#### [Your goal]
Transcribe all records verbatim.

(Dataset entries)
========================================

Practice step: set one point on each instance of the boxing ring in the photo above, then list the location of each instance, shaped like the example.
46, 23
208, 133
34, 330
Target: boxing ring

========================================

#### [Answer to the exercise]
Practice step: set one point on each instance of the boxing ring in the photo above, then list the location of each instance, shaped like the example.
46, 23
208, 133
34, 330
Target: boxing ring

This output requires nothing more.